YOUR INSTRUCTIONS> Copy every line of the listing below without changing a single character.

BEGIN DATASET ROWS

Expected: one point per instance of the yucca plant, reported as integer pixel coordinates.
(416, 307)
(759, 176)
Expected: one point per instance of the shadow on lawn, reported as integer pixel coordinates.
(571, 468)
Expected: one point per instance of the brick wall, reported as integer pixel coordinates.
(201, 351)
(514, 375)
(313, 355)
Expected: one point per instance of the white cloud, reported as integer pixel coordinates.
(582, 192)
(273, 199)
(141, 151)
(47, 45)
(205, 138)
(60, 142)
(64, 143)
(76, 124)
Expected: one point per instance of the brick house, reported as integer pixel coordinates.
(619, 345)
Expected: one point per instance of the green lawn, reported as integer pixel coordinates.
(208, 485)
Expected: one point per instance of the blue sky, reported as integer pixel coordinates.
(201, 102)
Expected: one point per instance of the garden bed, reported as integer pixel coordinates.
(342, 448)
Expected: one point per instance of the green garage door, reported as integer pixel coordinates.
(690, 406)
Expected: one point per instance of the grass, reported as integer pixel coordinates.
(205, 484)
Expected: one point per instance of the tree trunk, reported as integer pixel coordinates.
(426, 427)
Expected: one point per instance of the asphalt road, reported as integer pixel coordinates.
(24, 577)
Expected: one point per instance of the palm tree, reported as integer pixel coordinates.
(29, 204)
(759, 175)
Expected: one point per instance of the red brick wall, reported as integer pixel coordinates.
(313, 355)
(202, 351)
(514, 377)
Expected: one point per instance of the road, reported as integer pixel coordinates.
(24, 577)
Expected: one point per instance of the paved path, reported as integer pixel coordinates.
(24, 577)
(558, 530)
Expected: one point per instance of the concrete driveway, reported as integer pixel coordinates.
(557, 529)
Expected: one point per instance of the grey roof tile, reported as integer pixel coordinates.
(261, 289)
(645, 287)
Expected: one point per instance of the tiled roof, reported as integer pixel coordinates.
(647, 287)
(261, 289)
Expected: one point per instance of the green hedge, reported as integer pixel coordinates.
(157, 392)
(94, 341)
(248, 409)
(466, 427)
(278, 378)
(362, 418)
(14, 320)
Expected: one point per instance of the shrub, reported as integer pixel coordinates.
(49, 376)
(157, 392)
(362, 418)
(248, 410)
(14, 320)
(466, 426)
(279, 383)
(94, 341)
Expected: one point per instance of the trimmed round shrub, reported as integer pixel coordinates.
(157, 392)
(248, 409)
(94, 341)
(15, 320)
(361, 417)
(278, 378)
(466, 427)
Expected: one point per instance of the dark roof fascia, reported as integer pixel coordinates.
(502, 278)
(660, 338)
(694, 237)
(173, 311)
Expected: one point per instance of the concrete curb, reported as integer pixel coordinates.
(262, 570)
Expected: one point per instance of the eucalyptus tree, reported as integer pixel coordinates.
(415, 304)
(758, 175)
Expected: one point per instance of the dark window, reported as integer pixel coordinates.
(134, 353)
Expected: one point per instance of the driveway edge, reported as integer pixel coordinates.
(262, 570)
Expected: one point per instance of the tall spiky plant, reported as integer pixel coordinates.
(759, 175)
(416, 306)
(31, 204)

END DATASET ROWS

ANSWER TO THIS PROBLEM>
Expected: one point per instance of the yucca plant, reported as integer pixel coordinates.
(416, 307)
(759, 176)
Expected: one point per instance of the shadow on lawn, reported as integer pixel coordinates.
(571, 468)
Expected: one point per instance of the brick wall, reported as integer pixel coordinates.
(201, 351)
(514, 375)
(313, 355)
Expected: one point per instance of the white cloud, reported as integer pixel coordinates.
(582, 192)
(273, 199)
(141, 151)
(47, 45)
(205, 138)
(60, 142)
(64, 143)
(76, 124)
Expected: one point per instance of the brick house, reported as integer pixel coordinates.
(619, 345)
Expected: one point per instance of the green lawn, reported as integer pixel coordinates.
(208, 485)
Expected: one point per instance of the blue sky, reported as integer pixel coordinates.
(201, 102)
Expected: one point per instance of the garden bed, reported as integer pixel coordinates.
(342, 448)
Expected: one point per instance of the green garage door, reported as integer pixel coordinates.
(690, 406)
Expected: one point per instance of the grass, reported as integer pixel coordinates.
(205, 484)
Expected: one point per instance of the tree trunk, reported as integer pixel coordinates.
(426, 427)
Expected: one point per instance of the asphalt road, reported as integer pixel coordinates.
(24, 577)
Expected: one point per instance of the palm tree, reported as integer pixel coordinates.
(29, 204)
(759, 175)
Expected: one point per instance of the red brick wall, reported as integer pixel coordinates.
(313, 355)
(202, 351)
(514, 377)
Expected: one point per instance of the road, reported as integer pixel coordinates.
(24, 577)
Expected: one point per instance of the paved path, reported as integer pixel coordinates.
(24, 577)
(558, 530)
Expected: one point per instance of the concrete driveway, reported as integer pixel coordinates.
(557, 529)
Expected: one point per instance of the grey roof tile, reported as integer pixel coordinates.
(261, 289)
(645, 287)
Expected: one point per instance of the tiled roof, reported as integer pixel coordinates.
(647, 287)
(261, 289)
Expected: one point per instance of the green hedge, reported as integer pixel coordinates.
(157, 392)
(94, 341)
(248, 409)
(466, 427)
(278, 378)
(362, 418)
(14, 320)
Expected: one point per instance of the shrub, reported as integer pixel coordinates.
(49, 376)
(157, 392)
(362, 418)
(248, 410)
(14, 320)
(466, 426)
(279, 383)
(94, 341)
Expected: one point per instance of the trimmed round shrub, reported as integer pixel coordinates.
(157, 392)
(248, 409)
(94, 341)
(15, 320)
(361, 417)
(278, 378)
(466, 427)
Expected: one point per instance of the dark roof fascia, reported as integer pixel coordinates.
(502, 278)
(660, 338)
(694, 237)
(173, 311)
Expected: one point per instance of the concrete curb, reported as integer pixel coordinates.
(262, 570)
Expected: one point per instance of the eucalyptus tree, reported as integer pixel coordinates.
(415, 304)
(758, 175)
Expected: one point per instance of the dark window, reported as integer pixel coordinates.
(134, 353)
Expected: one point per instance of the driveway edge, reported as integer pixel coordinates.
(262, 570)
Expected: one point per instance of the tall spiky plant, reported as integer pixel coordinates.
(759, 175)
(416, 306)
(31, 204)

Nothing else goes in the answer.